What is required
From the entries below, pull out each line where "headband" appears.

───

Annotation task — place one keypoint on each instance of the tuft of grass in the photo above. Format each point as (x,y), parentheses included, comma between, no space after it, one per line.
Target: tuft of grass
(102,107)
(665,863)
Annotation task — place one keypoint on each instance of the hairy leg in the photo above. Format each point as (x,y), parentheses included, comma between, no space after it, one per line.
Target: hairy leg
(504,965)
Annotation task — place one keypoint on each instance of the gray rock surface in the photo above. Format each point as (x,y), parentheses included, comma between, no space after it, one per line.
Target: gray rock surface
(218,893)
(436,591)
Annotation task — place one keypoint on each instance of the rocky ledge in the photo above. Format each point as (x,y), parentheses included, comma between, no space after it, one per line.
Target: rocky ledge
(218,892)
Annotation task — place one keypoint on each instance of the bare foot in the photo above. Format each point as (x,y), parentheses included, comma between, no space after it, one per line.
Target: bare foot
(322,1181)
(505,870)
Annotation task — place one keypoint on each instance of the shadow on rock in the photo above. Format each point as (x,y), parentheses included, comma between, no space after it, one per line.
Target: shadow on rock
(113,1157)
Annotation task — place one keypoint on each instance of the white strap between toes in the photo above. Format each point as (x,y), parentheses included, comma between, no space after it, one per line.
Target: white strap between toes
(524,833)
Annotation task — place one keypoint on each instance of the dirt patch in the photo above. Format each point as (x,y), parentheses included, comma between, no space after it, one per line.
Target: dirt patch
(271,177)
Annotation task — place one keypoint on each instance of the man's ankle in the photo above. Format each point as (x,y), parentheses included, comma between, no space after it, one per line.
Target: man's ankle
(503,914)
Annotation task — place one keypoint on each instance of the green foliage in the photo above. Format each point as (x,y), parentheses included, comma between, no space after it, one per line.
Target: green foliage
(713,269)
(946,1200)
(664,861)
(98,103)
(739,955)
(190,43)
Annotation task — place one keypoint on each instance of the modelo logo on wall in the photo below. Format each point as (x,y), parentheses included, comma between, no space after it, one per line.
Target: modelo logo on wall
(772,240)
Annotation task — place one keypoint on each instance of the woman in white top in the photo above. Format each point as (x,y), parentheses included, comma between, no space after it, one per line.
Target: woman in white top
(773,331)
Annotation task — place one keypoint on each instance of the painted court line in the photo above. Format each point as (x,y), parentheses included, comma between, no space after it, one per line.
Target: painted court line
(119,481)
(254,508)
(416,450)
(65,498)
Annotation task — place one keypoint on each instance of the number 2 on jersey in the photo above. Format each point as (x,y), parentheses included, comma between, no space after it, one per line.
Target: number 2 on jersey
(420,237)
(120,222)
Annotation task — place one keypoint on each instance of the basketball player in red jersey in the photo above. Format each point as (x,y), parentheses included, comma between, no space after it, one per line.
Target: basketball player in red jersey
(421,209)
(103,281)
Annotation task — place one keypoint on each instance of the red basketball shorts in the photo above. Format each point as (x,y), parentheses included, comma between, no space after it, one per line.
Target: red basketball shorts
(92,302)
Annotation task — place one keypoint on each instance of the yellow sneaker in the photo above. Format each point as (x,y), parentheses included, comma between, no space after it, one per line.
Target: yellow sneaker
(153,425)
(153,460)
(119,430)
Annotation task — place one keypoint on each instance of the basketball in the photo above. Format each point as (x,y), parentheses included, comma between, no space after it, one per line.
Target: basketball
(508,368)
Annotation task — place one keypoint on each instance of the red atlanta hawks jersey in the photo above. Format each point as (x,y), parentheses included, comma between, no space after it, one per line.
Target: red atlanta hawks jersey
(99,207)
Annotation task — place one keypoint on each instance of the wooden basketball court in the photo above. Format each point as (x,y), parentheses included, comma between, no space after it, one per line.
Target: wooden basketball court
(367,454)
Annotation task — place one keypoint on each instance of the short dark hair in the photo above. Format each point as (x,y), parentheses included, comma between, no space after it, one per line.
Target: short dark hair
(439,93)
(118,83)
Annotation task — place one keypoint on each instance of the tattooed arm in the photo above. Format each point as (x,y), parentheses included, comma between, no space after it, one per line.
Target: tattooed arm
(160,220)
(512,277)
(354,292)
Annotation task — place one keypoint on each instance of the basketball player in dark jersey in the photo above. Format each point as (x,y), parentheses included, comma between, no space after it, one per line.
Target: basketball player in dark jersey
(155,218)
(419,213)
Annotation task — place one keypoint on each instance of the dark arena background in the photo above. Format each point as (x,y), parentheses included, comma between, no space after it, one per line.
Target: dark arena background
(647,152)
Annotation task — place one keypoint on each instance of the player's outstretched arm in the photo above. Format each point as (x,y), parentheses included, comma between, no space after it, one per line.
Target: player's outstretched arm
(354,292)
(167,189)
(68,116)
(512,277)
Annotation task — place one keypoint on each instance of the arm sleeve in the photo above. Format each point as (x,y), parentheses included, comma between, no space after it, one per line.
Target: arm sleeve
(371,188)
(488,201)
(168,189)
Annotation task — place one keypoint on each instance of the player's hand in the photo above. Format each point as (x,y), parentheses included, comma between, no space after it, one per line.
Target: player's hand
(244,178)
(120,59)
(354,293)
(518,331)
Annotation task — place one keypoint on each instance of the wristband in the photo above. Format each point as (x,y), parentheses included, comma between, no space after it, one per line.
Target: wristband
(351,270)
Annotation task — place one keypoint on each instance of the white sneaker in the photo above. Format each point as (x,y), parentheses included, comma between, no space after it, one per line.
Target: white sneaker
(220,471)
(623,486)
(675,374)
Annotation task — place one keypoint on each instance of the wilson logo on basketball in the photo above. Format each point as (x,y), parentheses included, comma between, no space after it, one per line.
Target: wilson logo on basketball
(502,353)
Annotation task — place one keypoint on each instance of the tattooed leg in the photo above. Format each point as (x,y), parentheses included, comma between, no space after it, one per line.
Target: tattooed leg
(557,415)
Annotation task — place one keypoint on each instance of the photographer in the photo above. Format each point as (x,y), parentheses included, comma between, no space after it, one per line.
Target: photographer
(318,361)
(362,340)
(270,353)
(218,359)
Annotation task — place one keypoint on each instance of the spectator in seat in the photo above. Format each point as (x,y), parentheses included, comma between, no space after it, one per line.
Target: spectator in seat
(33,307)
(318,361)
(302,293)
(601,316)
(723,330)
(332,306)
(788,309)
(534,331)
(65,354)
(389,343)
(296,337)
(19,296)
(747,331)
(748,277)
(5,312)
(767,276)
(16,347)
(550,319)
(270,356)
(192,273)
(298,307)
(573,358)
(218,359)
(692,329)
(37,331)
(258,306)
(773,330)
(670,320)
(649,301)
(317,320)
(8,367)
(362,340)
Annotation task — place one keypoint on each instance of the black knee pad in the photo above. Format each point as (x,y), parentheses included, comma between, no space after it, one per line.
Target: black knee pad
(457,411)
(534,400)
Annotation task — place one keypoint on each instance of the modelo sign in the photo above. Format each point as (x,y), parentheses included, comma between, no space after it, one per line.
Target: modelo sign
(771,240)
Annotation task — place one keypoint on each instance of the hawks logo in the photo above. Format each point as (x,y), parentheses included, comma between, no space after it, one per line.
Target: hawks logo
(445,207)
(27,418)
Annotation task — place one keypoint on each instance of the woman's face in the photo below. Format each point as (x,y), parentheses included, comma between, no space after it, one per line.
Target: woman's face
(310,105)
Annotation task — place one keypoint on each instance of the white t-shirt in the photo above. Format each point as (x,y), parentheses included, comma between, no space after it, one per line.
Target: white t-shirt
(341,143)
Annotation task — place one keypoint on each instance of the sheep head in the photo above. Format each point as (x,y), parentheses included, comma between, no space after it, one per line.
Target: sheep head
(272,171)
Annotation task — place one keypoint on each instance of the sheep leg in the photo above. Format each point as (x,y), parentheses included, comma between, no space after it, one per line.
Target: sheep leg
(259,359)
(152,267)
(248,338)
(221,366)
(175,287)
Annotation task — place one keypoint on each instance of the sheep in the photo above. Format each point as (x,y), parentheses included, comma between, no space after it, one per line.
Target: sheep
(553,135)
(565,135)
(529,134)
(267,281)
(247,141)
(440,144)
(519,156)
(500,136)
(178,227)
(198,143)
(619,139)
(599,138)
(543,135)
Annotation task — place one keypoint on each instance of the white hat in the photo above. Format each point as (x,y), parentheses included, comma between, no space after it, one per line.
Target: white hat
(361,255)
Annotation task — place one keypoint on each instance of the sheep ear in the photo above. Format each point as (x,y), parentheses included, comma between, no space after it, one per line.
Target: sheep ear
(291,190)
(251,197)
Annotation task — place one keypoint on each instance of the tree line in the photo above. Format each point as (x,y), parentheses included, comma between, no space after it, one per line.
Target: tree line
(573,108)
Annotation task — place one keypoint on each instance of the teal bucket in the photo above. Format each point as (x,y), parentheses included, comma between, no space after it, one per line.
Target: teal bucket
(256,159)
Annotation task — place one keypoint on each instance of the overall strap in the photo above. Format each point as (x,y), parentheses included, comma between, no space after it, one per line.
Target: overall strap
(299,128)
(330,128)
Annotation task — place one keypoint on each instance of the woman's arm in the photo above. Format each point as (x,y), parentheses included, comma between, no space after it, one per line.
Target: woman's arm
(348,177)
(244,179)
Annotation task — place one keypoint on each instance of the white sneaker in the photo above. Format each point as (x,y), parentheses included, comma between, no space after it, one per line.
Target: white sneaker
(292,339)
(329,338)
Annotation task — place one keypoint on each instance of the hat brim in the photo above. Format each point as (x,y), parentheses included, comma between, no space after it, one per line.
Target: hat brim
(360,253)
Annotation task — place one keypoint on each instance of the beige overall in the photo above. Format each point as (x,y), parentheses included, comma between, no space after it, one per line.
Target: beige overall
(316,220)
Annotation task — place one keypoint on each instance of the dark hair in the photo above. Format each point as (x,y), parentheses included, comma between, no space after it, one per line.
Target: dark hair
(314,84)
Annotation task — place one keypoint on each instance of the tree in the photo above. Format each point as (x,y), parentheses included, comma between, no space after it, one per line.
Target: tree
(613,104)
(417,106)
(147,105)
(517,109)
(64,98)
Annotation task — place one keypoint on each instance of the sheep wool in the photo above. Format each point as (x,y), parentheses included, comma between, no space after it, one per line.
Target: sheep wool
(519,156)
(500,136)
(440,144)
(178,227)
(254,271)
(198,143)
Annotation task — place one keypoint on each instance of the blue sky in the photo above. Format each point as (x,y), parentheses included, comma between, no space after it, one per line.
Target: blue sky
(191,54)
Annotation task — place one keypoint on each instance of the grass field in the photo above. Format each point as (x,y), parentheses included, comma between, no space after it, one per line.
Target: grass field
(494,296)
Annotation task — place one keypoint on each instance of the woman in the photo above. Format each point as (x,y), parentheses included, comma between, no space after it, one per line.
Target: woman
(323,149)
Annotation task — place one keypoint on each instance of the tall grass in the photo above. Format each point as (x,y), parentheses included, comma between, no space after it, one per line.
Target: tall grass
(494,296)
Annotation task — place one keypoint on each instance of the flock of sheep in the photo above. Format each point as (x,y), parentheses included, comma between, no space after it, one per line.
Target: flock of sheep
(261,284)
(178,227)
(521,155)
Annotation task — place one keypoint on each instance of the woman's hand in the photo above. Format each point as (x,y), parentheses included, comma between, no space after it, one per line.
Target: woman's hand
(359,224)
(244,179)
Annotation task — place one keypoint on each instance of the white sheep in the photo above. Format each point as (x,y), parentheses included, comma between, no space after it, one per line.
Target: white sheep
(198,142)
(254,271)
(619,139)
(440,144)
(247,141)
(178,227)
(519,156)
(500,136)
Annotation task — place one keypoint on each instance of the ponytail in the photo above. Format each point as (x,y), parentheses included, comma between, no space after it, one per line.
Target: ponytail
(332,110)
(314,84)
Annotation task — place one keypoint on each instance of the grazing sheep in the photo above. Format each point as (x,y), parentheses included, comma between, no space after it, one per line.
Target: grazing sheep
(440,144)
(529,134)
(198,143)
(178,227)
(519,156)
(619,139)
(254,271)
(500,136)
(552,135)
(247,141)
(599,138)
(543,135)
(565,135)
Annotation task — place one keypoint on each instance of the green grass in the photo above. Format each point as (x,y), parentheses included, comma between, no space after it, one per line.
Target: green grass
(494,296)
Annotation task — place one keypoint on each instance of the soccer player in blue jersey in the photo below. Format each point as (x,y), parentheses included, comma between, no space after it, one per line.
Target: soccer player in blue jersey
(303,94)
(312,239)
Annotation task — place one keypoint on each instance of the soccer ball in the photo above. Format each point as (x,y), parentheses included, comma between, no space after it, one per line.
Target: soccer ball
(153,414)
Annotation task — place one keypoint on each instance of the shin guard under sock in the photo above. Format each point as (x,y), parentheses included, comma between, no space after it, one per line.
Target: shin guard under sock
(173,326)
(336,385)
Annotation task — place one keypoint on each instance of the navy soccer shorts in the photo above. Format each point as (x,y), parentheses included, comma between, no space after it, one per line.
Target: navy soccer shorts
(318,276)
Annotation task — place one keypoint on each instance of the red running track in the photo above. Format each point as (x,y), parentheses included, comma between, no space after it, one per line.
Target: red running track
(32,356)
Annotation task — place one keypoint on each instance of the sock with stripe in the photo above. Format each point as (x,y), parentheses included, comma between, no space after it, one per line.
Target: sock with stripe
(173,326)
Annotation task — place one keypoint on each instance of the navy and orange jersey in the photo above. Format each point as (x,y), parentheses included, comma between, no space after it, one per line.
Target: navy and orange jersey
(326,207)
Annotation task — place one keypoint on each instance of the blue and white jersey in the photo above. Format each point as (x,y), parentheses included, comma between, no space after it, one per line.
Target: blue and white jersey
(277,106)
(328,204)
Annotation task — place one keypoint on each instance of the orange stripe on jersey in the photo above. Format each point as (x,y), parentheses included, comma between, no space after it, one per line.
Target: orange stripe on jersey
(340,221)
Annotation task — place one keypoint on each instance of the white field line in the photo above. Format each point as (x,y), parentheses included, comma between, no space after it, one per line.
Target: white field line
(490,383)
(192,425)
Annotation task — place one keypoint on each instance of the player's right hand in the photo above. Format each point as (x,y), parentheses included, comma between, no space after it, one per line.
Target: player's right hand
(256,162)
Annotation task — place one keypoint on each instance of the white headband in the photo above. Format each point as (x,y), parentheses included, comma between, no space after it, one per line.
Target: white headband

───

Written answer
Annotation task — place one keypoint on each instance of the white headband in the photo above. Format each point as (x,y), parentheses included, comma between, no space after it, one per line.
Target: white headband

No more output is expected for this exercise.